Problem to work on
How many lines in the records below contain the word "balcony"? Reply with the number alone.

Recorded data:
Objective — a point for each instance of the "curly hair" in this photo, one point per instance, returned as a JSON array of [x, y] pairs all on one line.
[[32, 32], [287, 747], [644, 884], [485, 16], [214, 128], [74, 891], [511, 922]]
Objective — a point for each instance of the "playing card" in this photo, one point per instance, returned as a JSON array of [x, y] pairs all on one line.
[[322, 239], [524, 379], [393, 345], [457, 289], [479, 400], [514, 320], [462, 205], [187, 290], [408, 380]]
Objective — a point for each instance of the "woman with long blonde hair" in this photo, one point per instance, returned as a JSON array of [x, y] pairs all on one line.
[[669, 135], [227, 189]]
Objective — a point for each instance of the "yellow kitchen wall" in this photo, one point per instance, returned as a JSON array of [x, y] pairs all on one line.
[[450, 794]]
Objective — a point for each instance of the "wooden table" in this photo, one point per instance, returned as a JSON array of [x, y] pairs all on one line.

---

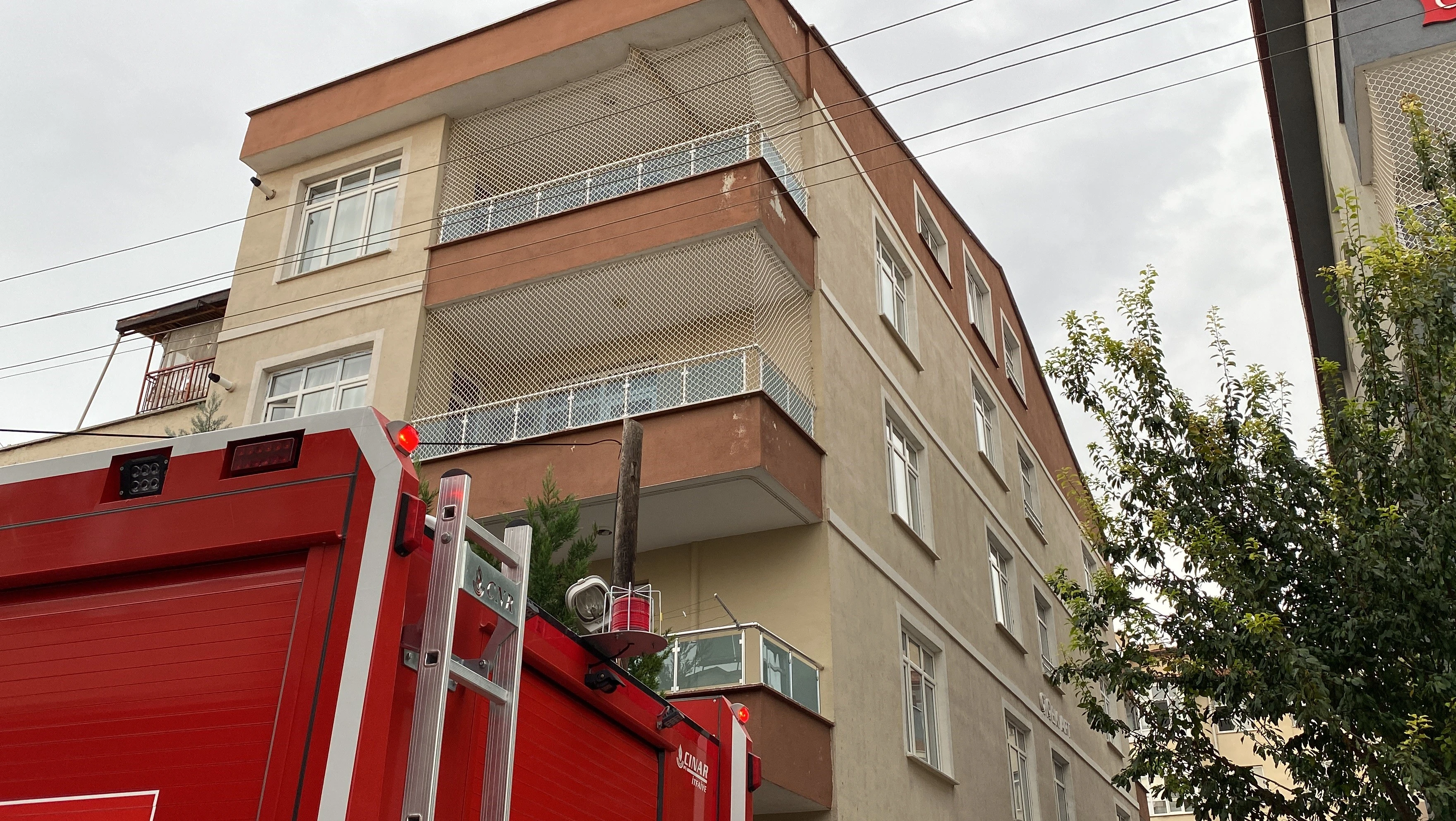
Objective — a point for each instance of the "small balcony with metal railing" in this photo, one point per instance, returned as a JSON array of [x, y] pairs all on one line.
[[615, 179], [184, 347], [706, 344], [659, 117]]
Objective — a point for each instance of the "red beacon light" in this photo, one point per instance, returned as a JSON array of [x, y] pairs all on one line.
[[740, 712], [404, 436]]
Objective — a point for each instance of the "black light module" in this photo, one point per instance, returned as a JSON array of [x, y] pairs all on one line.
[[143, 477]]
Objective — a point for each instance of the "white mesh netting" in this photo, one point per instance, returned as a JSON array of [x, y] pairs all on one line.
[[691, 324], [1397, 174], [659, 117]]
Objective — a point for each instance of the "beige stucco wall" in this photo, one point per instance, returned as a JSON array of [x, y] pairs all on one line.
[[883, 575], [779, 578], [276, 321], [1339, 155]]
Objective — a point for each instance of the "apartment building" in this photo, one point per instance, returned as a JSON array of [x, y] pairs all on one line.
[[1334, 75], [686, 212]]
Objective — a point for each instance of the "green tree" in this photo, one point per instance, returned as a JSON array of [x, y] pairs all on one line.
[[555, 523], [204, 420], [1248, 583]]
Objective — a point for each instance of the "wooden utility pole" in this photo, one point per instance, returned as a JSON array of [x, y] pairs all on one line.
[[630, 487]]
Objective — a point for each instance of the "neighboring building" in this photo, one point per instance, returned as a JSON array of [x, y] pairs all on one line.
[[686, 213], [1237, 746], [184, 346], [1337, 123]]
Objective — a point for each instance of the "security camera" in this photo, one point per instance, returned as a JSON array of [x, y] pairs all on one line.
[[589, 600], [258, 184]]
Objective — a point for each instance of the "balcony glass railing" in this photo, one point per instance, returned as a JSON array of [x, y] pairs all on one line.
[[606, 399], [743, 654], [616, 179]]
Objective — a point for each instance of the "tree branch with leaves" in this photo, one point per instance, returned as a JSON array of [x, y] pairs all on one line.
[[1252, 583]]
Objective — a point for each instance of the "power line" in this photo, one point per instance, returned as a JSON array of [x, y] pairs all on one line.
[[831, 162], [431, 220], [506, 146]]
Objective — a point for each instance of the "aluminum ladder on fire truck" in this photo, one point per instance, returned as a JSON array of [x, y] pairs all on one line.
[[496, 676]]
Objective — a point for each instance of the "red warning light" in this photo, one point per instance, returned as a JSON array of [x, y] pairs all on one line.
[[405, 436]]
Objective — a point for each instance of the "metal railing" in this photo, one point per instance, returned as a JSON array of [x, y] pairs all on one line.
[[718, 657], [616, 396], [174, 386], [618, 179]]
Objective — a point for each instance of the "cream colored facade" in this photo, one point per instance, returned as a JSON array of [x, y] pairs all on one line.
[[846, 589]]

--

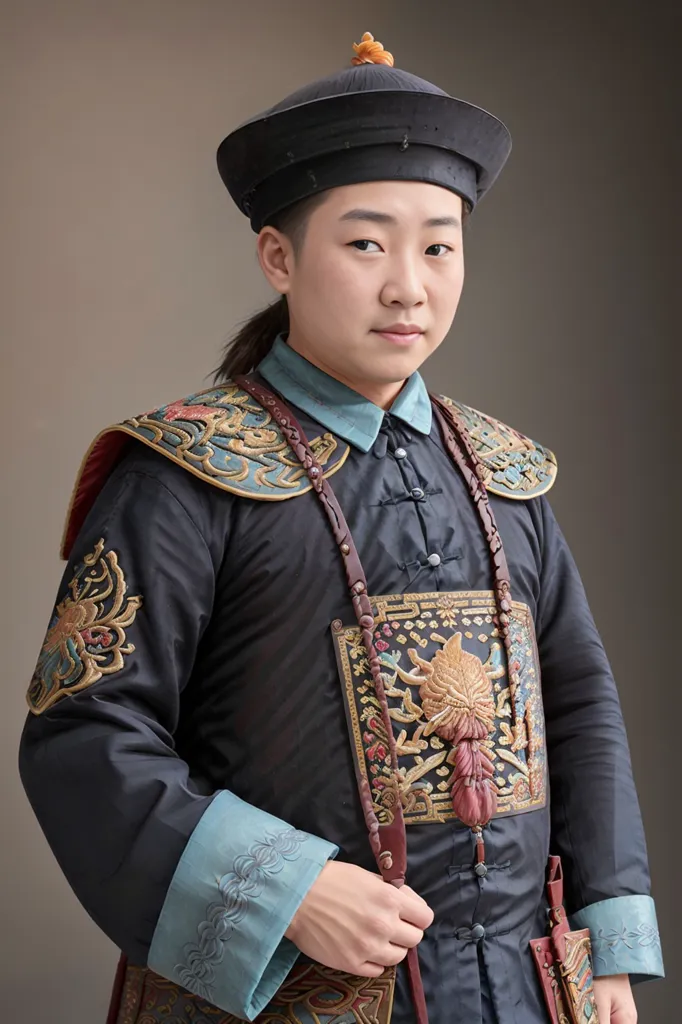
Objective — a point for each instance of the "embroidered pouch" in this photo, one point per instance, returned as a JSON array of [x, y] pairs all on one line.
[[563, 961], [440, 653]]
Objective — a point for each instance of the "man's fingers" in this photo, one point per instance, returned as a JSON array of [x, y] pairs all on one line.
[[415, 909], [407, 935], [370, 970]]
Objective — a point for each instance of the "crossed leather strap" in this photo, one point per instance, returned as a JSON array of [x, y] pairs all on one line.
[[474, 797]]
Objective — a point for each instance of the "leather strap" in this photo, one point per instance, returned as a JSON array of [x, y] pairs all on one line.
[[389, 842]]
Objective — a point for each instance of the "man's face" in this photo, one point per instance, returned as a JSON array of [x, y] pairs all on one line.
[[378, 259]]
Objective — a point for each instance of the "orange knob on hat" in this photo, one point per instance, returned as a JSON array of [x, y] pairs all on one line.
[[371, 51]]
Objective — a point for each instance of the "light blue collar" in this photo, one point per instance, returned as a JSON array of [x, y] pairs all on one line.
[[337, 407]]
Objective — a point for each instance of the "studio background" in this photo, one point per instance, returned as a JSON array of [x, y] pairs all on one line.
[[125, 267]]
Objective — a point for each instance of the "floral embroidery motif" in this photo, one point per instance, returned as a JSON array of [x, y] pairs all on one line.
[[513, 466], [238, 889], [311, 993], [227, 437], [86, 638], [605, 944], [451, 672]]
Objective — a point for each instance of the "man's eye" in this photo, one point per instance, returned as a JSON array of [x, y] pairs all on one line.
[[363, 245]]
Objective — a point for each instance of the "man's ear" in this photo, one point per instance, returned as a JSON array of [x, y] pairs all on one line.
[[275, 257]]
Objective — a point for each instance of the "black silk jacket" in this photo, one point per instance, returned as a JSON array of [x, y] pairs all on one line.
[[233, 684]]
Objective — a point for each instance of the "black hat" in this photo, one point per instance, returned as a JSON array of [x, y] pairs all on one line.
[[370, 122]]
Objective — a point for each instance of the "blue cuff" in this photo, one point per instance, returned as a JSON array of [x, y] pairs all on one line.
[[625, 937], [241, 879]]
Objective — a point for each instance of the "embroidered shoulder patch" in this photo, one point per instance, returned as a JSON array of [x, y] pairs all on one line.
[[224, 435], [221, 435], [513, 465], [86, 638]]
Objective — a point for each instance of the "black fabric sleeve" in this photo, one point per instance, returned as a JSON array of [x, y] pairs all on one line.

Finished exercise
2